# [Work task]
Write the listing out again word for word, leaving each picture behind.

· · · · · · ·

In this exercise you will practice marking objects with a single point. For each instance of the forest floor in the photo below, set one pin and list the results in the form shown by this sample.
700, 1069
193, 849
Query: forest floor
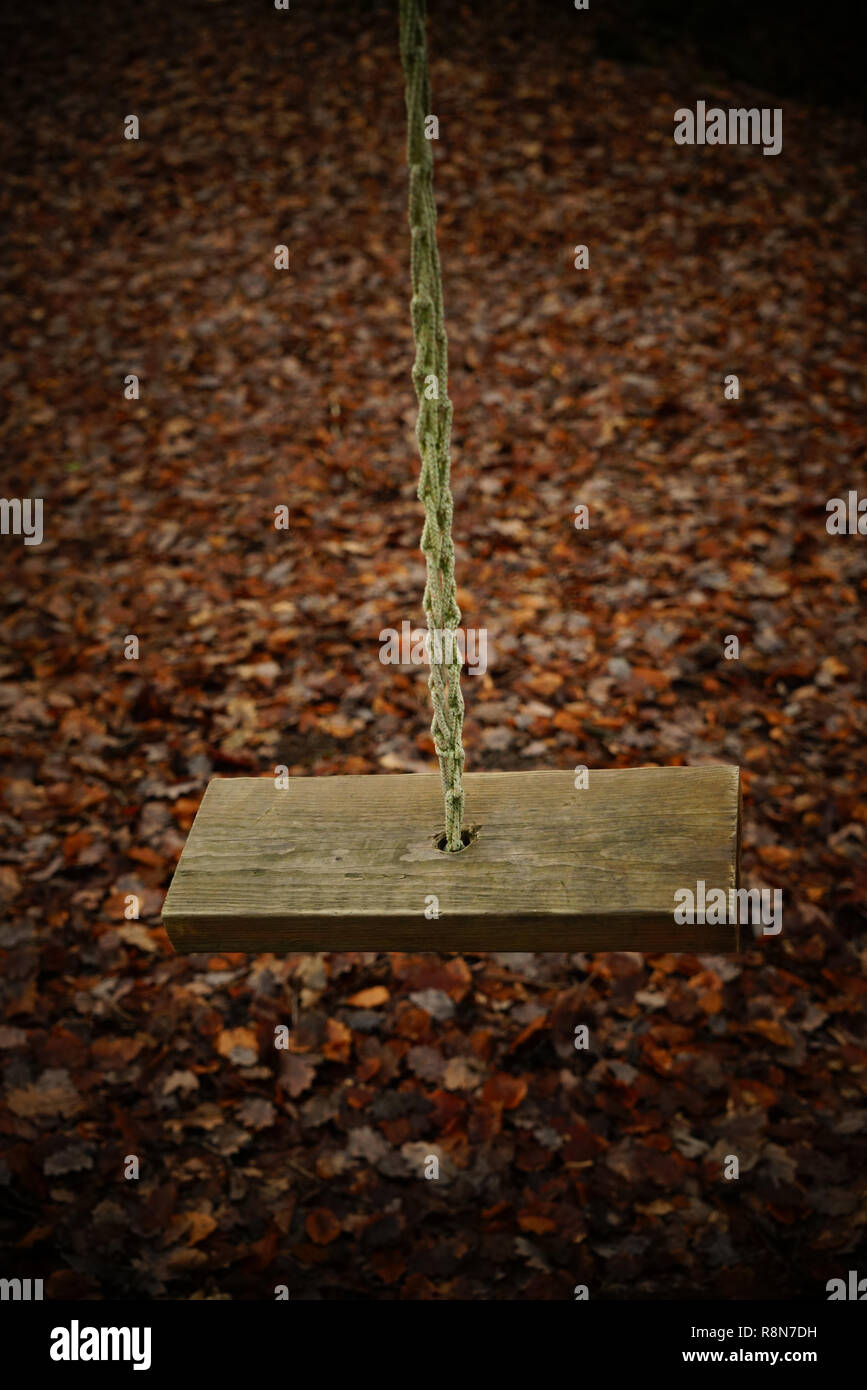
259, 647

· · · · · · ·

# [Solution for this exercise]
In this exercise you will practice marking objects with a single point. For each instance of the forest floor in the photo below, set one pin and list the results in the form shown by this sample.
700, 1069
193, 849
Query: forest floor
259, 647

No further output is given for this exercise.